_Task description:_
Count the lines in the material below that contain the string "parking", matching case exactly. Reply with only the number.

_Record set:_

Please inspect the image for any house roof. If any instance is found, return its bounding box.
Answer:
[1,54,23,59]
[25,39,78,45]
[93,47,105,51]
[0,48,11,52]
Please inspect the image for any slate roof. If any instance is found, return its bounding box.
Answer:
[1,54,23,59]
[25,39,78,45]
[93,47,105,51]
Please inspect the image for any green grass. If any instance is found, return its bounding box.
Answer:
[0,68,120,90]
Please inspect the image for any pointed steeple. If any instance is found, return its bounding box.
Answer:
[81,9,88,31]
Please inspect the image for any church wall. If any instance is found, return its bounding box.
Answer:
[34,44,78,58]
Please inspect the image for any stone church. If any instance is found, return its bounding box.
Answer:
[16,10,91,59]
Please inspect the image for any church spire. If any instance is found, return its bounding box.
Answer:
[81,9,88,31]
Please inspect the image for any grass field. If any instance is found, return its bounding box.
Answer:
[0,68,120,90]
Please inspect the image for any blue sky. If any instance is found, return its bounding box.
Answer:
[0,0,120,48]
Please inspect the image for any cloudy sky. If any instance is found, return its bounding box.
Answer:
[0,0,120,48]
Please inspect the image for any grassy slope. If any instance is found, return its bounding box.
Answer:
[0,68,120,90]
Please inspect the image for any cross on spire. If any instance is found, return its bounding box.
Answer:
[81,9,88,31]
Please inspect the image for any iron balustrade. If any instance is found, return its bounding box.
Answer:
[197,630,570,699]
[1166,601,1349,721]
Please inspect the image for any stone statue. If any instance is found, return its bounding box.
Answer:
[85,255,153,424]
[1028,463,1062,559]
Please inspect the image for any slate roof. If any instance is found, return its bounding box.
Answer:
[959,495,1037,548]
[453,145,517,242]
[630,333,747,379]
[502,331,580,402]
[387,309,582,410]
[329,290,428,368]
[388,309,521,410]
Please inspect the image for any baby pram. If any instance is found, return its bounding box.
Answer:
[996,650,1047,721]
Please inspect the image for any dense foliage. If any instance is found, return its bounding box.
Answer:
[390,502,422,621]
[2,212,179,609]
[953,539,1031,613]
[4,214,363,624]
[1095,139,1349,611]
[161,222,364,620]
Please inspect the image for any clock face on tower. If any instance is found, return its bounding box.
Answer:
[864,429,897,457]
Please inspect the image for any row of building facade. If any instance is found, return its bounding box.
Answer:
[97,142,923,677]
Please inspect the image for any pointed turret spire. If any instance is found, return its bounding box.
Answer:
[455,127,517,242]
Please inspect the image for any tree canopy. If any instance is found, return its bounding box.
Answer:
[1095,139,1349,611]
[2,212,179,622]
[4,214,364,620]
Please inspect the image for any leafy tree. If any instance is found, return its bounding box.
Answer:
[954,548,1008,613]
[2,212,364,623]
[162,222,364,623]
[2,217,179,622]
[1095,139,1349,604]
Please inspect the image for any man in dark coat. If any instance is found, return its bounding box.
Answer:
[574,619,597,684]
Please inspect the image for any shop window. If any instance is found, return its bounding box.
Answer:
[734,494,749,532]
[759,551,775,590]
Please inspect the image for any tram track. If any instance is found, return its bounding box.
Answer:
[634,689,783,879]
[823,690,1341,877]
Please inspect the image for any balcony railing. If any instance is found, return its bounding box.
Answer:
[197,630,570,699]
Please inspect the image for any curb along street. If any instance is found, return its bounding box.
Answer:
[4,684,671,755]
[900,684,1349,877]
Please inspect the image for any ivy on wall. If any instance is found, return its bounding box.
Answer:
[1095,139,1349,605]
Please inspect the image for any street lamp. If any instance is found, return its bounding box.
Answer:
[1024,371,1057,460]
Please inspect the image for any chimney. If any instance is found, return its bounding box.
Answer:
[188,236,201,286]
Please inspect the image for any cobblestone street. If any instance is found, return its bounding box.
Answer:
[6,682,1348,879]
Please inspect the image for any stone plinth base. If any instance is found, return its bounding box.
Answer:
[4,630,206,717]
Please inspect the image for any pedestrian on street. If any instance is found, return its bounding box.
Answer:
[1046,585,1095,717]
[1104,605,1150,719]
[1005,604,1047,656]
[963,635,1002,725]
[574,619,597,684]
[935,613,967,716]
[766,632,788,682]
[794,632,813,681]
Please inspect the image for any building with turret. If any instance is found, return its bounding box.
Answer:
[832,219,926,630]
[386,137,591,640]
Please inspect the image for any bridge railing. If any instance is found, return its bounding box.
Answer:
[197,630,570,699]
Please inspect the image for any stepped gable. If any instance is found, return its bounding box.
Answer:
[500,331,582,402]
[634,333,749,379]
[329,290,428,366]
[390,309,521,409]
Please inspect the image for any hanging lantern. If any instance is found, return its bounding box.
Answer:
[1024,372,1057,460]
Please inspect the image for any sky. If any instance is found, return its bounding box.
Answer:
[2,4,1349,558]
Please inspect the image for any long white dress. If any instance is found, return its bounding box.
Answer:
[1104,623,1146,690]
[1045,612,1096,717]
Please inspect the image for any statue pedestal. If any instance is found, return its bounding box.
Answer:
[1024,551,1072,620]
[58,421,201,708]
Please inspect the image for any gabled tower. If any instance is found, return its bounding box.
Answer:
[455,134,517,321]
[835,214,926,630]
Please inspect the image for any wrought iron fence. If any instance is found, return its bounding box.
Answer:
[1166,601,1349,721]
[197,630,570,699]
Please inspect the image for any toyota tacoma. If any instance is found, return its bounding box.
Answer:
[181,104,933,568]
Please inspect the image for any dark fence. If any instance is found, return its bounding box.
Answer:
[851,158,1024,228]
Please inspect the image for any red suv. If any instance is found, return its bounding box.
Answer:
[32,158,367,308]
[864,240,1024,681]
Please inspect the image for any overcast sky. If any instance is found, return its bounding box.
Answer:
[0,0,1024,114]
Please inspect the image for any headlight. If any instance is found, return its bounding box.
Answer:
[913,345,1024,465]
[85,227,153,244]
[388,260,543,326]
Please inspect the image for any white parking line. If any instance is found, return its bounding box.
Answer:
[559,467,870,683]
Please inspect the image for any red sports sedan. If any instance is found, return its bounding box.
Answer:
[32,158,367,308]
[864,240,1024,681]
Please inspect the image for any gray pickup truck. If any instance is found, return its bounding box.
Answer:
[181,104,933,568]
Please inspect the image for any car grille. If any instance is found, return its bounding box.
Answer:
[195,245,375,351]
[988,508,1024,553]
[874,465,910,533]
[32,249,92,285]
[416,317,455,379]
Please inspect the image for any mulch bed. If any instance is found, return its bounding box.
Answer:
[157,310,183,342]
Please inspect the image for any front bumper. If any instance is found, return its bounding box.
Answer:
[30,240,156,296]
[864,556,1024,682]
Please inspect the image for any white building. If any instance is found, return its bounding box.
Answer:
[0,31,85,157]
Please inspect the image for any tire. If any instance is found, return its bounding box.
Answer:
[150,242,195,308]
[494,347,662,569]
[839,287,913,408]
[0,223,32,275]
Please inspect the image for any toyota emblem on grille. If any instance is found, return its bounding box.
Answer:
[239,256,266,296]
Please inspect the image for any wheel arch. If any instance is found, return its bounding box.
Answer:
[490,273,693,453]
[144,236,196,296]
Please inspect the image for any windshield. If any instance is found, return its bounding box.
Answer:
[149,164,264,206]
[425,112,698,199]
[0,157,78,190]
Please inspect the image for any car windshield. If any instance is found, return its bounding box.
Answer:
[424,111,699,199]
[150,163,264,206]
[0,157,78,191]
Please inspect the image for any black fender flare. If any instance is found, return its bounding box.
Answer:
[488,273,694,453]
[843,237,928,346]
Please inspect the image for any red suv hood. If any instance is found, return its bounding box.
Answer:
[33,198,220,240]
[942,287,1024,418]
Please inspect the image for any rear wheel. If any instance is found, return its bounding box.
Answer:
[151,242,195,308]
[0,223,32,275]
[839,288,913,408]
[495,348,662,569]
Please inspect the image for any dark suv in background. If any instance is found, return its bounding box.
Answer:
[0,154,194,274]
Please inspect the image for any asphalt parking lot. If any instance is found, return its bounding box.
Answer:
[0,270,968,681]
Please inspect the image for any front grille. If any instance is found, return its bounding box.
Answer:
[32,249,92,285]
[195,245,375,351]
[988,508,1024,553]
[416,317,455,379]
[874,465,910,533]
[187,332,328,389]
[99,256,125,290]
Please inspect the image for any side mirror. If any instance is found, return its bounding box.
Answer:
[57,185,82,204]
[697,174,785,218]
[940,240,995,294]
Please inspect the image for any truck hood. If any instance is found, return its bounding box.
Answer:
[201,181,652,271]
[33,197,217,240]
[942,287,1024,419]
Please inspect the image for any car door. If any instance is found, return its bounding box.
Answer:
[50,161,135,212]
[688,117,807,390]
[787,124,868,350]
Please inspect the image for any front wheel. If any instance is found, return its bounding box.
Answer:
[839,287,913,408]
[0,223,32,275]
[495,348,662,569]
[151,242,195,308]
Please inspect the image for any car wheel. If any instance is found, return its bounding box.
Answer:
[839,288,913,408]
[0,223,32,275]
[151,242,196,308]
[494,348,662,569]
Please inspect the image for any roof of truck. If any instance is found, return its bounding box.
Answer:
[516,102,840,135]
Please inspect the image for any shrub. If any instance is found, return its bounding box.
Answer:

_Exercise response:_
2